» TRECHO SELECIONADO:

==============================

Sugar lovers: pagando bem, que mal tem?

por Natacha Cortêz

O que leva mulheres ricas, poderosas e com idades entre 35 e 65 anos a procurarem por companhia paga? Conheça as Sugar mommies

Há quem acredite que amor e negócios não devem andar juntos. Para esses, a rede social Meu Patrocínio, que tem como base justamente a união das duas coisas, pode parecer uma afronta. Lançada no Brasil em novembro de 2015, a plataforma de encontros une endinheirados a candidatos que aceitam (muito bem, obrigado) ser mimados com presentinhos e até mesadas.

São 21 mil sugar daddies e 1000 sugar mommies (os que bancam) para milhares de babies (os que são bancados), mulheres e homens. Para se inscrever na plataforma, daddies e mommies pagam planos mensais que custam R$ 199 ou R$ 999 – quem desembolsa mais entra para um grupo de elite, uma espécie de camarote. Para os babies, não há custo.

O site ainda não tem como verificar o poder financeiro dos daddies e mommies, mas está trabalhando em como fazer isso. É o que promete sua CEO e fundadora, a norte americana filha de brasileiros, Jennifer Lobo, de 29 anos. “Num futuro breve, pretendemos garantir essa clareza. Hoje, os preços que as pessoas pagam pelas mensalidades é o que mostra, pelo menos no primeiro contato, que ela também pode bancar um estilo de vida de alto padrão.”

Jennifer sabe do que fala quando o assunto é “relacionamento sugar”. Foi baby pela primeira vez aos 20 anos, quando morava em Nova York, e nunca abriu mão da dinâmica. Atualmente, não é inscrita no próprio site apenas porque já tem um daddie pra chamar de seu. “Nos EUA, o olhar das pessoas pro universo sugar já é um olhar acostumado. Há os que torcem o nariz, mas não há os que se assustam”, diz.

O número baixo de mommies (4,7% do total de daddies) traz pistas: as mulheres só puderam se inscrever como “financiadoras” a partir de abril de 2016 e graças ao “grande número de pedidos”, diz a assessoria da rede. Além disso, “normal mesmo é ver homem mais velho acompanhado de garota novinha”, acrescenta Jennifer. Por isso, ao trazer o serviço pro Brasil, a empresária decidiu começar pelo arranjo mais conhecido, e por que não, mais aceito: daddies e babies mulheres. “Foi só uma estratégia de implementação por aqui.” Não anunciar o serviço pra mommies na home do site também foi estratégia. “Preferimos separar uma aba mais discreta só pra elas. E também, as mommies chegam muito por indicação de outras mommies. É assim que normalmente são convencidas a se inscrever.”

==============================

» REGISTROS ARMAZENADOS:

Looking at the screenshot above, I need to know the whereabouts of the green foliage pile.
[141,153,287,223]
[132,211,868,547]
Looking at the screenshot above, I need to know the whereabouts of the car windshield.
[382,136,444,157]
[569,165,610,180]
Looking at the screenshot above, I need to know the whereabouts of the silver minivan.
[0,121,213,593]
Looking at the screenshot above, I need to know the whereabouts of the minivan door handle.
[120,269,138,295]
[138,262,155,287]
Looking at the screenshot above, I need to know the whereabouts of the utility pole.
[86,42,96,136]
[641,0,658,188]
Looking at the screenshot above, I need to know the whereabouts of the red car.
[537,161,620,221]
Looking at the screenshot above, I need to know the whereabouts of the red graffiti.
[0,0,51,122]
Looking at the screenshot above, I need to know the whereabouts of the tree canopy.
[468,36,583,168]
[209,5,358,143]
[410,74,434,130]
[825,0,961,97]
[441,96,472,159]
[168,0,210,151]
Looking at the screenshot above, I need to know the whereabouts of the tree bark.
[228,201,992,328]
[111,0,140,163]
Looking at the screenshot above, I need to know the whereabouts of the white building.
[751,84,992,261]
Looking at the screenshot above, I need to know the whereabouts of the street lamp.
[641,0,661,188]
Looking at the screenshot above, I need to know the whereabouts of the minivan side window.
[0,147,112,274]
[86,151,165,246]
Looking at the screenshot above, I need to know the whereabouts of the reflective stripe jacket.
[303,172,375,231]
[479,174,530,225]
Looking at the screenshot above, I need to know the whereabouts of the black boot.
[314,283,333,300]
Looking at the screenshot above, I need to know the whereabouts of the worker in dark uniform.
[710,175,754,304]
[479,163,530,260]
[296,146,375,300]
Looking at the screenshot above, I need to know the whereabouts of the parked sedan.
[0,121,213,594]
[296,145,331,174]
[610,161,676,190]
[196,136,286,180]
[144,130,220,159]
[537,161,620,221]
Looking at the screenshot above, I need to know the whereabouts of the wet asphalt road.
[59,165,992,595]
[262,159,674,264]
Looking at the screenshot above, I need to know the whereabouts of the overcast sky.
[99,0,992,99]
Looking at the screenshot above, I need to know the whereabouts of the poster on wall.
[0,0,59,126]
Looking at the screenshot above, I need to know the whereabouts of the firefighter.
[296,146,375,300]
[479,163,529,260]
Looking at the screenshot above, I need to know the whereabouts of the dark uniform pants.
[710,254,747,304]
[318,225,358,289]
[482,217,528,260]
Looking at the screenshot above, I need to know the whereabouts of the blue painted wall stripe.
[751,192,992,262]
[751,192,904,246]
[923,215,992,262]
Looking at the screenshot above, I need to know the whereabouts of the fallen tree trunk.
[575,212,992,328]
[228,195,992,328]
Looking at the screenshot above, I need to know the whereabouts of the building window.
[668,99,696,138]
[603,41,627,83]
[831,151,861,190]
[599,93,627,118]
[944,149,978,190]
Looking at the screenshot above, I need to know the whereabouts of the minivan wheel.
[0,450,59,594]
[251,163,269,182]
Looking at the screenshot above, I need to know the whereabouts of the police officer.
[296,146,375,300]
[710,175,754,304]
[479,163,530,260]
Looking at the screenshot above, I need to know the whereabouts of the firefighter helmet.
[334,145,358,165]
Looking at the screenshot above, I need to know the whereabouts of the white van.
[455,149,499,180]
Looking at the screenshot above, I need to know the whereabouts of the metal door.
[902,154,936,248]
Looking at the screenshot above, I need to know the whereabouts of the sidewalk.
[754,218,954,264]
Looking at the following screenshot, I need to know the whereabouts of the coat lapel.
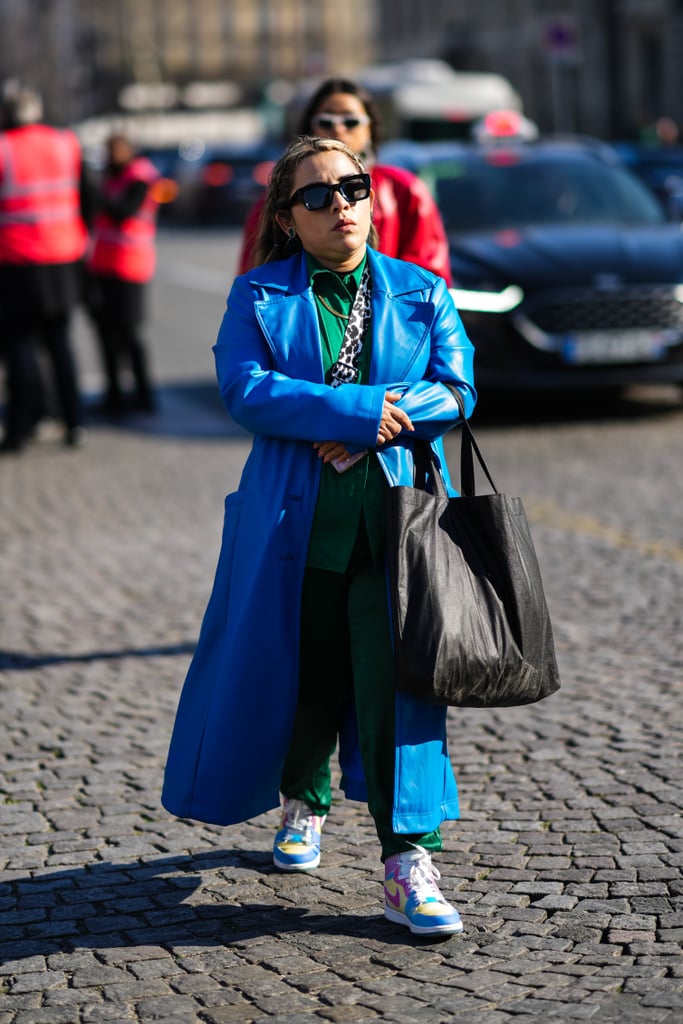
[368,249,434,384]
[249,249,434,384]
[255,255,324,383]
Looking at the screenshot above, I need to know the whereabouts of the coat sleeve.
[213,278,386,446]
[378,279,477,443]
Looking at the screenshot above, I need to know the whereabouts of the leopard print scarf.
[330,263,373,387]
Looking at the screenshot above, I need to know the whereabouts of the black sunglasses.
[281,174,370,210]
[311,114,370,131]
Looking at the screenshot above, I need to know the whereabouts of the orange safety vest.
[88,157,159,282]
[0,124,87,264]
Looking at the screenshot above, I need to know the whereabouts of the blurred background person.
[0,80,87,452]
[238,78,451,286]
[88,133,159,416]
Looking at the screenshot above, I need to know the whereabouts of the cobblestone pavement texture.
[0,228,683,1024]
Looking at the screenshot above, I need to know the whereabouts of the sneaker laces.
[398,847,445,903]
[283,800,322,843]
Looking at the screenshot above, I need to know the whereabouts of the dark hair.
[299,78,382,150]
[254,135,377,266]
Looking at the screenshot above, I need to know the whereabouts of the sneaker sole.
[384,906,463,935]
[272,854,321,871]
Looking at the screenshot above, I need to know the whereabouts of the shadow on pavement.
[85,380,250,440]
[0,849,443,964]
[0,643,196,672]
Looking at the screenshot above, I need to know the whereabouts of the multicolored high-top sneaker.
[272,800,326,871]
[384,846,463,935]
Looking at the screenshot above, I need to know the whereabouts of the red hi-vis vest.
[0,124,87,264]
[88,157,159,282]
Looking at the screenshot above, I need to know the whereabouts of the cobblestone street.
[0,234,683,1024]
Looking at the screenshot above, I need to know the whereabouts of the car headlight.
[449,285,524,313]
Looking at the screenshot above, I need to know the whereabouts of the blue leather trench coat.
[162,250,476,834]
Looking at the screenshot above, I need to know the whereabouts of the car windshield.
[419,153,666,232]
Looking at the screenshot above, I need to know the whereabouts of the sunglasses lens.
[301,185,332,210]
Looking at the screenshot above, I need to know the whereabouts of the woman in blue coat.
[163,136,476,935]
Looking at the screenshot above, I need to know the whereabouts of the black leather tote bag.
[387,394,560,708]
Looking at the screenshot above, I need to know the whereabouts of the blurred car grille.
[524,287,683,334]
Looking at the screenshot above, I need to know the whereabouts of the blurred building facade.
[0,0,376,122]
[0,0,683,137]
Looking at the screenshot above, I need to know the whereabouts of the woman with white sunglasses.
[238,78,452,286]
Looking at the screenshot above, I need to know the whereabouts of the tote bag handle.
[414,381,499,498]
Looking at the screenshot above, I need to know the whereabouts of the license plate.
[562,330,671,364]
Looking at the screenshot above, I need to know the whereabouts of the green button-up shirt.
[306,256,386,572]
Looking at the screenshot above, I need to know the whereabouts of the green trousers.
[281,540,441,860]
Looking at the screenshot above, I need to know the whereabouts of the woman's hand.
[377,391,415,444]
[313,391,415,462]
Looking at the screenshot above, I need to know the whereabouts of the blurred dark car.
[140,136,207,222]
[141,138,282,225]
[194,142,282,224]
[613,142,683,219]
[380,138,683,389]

==============================

» DESAFIOS:
• a. Responda com base no trecho:
(i) Em que mês e ano o Meu Patrocínio foi lançado no Brasil?
(ii) Quais são os valores dos planos mensais pagos por daddies e mommies?
(iii) Com quantos anos Jennifer Lobo foi baby pela primeira vez?
• b. Passe para o inglês esta frase do trecho: "O site ainda não tem como verificar o poder financeiro dos daddies e mommies, mas está trabalhando em como fazer isso."
Para responder, baseie-se somente no trecho.

» SOLUÇÕES POR TAREFA:
• a.
(i) Em novembro de 2015.
(ii) R$ 199 ou R$ 999.
(iii) Aos 20 anos.

• b. The site does not yet have a way to verify the financial power of the daddies and mommies, but it is working on how to do that.